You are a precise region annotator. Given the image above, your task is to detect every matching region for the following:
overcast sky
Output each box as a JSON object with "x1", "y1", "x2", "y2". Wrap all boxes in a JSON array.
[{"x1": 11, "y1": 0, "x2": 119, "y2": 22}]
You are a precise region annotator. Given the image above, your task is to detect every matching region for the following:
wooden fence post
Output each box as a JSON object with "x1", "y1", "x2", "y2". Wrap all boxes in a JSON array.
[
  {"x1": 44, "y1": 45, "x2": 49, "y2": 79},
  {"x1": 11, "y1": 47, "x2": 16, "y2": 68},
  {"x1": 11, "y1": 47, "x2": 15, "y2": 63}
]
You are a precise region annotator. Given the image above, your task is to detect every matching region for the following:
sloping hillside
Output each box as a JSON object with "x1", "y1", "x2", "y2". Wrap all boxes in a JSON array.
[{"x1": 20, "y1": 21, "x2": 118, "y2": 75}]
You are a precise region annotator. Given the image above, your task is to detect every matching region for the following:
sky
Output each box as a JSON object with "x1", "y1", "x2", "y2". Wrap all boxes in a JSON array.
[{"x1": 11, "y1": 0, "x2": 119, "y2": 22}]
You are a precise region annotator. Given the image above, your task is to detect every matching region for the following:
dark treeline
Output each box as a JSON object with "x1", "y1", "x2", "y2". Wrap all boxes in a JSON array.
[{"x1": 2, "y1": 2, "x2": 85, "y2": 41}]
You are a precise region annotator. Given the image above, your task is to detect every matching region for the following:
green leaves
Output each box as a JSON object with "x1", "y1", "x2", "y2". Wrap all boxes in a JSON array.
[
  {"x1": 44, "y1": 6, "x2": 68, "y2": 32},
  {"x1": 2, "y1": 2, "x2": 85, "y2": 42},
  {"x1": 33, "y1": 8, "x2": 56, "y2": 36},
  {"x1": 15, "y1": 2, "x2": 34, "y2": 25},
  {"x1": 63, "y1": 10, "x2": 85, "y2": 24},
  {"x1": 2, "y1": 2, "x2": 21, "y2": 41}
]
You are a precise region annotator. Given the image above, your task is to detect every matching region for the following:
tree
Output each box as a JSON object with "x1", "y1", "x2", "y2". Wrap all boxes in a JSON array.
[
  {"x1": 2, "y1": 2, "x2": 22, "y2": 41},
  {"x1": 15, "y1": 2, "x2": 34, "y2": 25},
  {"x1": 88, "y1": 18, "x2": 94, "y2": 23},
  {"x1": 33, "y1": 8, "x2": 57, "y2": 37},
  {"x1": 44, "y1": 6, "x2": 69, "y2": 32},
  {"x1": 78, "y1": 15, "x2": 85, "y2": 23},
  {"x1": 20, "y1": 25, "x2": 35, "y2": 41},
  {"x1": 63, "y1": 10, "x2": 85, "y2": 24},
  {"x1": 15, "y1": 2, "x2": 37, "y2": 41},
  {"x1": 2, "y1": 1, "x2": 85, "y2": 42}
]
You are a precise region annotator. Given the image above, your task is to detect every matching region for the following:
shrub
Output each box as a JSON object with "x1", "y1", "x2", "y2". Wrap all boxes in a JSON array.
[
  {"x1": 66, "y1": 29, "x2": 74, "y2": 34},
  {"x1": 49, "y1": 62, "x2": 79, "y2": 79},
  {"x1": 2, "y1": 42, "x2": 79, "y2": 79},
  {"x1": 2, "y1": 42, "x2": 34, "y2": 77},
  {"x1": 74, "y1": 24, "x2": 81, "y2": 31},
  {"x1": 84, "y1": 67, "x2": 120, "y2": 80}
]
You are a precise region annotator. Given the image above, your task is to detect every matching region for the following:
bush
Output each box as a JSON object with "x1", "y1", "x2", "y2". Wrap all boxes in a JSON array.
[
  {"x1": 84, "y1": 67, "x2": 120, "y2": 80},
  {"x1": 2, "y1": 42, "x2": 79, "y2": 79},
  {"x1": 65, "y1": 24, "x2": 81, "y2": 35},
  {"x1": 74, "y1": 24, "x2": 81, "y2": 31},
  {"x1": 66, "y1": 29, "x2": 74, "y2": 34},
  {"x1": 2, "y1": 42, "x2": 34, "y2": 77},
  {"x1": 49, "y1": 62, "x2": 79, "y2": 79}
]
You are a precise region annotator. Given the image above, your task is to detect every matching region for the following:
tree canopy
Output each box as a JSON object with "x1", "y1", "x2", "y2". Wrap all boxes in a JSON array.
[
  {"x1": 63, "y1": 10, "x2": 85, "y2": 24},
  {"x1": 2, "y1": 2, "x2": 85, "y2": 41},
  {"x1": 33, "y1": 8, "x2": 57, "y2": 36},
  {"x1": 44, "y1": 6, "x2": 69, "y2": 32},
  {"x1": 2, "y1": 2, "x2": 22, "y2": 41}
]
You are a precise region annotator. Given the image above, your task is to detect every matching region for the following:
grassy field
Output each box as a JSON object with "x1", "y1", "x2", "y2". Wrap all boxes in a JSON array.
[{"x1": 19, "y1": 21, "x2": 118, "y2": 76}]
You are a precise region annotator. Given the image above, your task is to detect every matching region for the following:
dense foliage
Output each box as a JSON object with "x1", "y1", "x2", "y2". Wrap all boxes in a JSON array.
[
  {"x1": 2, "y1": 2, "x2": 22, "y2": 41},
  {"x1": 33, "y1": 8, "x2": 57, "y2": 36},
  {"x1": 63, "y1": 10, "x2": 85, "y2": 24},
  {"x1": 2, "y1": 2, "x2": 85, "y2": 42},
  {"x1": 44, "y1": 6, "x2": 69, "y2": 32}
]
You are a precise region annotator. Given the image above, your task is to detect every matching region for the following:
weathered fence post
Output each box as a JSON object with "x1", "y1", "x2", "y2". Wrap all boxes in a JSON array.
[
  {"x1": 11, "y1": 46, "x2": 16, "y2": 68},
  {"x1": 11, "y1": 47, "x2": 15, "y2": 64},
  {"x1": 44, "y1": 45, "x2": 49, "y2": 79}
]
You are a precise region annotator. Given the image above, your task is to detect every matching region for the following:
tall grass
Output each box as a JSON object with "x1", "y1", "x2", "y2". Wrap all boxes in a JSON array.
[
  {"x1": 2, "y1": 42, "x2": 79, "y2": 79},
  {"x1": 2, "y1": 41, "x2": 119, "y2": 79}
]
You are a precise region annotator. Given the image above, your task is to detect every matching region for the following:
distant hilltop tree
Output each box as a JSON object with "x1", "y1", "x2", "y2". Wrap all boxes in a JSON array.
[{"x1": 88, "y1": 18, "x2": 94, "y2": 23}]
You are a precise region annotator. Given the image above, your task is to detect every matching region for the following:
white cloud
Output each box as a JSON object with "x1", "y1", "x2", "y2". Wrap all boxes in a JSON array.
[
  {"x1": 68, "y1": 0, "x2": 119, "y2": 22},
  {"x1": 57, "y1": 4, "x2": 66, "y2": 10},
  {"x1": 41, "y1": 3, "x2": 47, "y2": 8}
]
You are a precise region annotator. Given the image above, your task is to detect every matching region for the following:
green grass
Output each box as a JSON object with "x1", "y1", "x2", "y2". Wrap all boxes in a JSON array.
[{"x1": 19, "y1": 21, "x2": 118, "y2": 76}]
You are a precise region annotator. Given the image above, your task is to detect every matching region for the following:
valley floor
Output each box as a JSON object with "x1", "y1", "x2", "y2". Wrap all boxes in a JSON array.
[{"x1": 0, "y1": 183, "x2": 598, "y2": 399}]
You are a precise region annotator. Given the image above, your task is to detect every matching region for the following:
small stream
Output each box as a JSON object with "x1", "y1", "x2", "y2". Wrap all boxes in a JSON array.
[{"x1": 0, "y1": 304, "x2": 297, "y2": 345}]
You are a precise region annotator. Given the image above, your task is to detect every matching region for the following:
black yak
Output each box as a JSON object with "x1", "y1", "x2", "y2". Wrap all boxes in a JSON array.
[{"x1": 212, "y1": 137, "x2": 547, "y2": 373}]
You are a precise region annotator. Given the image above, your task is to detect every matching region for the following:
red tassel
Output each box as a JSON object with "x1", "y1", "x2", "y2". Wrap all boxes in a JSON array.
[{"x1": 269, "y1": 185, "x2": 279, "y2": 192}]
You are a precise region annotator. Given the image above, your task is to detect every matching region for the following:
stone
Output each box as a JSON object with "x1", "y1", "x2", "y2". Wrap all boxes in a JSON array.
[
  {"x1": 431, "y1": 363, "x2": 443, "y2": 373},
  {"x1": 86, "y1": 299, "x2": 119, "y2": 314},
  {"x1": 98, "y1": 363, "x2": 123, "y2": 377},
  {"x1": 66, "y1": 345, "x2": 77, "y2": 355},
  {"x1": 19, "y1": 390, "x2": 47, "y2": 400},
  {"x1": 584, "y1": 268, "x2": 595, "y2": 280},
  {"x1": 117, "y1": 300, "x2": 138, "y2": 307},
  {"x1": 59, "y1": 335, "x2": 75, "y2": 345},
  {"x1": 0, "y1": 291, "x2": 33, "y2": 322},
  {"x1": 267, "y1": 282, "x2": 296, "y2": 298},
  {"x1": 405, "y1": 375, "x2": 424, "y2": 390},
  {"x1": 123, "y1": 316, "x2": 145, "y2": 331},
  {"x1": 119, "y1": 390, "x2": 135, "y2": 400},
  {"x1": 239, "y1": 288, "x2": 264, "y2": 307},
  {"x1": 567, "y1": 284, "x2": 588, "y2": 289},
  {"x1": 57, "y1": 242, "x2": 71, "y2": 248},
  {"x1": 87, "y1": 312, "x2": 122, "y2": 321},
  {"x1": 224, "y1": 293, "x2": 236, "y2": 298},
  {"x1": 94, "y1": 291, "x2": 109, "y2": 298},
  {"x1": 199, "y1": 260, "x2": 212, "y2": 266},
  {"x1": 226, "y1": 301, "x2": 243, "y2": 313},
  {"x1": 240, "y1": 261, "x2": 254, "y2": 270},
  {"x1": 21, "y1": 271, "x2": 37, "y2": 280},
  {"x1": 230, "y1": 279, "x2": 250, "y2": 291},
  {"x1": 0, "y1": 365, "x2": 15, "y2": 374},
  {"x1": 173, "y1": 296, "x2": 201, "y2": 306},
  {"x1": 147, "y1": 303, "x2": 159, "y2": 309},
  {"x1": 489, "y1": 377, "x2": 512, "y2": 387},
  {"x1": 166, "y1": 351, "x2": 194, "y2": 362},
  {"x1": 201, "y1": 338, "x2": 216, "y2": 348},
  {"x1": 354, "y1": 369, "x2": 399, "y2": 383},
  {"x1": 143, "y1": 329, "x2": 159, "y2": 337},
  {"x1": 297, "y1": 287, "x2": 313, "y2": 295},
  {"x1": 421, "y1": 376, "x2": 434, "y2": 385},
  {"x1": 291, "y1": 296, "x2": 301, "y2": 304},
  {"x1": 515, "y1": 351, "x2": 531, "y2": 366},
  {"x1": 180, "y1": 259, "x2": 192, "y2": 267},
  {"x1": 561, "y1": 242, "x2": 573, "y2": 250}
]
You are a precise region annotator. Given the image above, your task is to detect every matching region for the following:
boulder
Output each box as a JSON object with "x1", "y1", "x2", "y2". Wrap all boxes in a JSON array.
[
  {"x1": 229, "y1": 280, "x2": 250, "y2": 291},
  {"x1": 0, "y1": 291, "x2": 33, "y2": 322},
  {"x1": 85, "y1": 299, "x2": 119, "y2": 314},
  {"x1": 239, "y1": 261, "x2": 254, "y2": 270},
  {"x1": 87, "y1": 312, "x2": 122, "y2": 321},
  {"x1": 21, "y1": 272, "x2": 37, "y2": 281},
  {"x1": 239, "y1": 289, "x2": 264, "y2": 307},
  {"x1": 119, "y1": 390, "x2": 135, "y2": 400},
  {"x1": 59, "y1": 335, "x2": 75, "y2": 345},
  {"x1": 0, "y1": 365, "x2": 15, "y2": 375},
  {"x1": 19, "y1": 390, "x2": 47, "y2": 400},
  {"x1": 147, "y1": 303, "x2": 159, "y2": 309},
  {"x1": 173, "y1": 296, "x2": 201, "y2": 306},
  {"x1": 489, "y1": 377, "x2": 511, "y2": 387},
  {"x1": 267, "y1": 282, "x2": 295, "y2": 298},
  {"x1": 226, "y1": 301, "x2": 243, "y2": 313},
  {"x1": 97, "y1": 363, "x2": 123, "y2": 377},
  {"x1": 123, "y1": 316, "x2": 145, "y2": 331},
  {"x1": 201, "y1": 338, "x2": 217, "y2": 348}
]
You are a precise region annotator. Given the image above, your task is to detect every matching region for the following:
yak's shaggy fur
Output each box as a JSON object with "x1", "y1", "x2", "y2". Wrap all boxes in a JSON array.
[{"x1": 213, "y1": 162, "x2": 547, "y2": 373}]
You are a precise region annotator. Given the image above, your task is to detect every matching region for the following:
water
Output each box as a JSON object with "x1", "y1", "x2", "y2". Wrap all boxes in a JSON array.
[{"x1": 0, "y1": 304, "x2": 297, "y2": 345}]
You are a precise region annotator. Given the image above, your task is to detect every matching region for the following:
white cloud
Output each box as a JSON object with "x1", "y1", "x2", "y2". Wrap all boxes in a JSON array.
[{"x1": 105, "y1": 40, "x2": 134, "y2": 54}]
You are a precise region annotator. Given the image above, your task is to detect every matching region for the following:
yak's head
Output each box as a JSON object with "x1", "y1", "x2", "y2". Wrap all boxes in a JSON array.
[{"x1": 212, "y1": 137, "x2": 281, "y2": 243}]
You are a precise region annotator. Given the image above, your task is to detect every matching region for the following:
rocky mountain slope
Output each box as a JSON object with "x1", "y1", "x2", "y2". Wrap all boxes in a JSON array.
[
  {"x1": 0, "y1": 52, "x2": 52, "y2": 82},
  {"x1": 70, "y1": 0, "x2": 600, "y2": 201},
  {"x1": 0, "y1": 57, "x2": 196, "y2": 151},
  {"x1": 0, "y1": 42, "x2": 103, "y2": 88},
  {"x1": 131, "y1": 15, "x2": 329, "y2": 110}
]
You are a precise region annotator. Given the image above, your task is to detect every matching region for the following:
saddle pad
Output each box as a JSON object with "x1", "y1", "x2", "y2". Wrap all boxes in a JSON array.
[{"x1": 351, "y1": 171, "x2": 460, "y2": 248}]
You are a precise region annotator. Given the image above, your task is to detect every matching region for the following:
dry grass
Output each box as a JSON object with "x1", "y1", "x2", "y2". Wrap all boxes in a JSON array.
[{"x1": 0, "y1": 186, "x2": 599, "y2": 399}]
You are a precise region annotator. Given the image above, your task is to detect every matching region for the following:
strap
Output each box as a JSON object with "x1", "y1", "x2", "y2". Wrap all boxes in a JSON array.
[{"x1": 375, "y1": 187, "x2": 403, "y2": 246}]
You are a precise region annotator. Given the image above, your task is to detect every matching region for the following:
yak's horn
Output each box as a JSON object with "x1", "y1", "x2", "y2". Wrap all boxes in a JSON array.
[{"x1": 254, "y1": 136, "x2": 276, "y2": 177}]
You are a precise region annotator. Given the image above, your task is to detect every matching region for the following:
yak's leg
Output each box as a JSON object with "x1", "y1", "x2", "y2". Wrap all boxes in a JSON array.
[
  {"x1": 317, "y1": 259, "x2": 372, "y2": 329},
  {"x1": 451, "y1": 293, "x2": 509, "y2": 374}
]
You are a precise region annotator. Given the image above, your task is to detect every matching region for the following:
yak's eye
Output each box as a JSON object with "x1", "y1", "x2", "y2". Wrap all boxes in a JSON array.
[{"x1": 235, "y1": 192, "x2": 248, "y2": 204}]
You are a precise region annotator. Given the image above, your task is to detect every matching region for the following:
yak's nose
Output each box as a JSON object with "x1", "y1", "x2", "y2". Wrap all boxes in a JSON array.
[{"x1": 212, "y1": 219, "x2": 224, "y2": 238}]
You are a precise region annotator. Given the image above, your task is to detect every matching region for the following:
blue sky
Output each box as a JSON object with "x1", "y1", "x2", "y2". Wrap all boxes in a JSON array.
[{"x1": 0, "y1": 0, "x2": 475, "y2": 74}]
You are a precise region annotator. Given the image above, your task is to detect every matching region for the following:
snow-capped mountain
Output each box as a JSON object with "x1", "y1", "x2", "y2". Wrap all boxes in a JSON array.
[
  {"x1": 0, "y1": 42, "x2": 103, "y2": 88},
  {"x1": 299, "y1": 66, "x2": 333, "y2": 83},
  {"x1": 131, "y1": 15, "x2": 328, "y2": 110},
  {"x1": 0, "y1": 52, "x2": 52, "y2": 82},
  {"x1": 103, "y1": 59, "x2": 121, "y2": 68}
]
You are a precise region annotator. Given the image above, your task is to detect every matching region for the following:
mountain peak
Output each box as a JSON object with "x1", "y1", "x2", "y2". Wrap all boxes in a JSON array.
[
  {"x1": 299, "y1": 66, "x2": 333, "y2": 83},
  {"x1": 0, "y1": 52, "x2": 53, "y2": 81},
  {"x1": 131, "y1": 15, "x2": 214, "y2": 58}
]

■ ■ ■ ■

WHAT IS NEEDED: Of the lines in the listing above, count those containing the word "post", and state the count alone.

OUTPUT FOR THIS EXERCISE: 2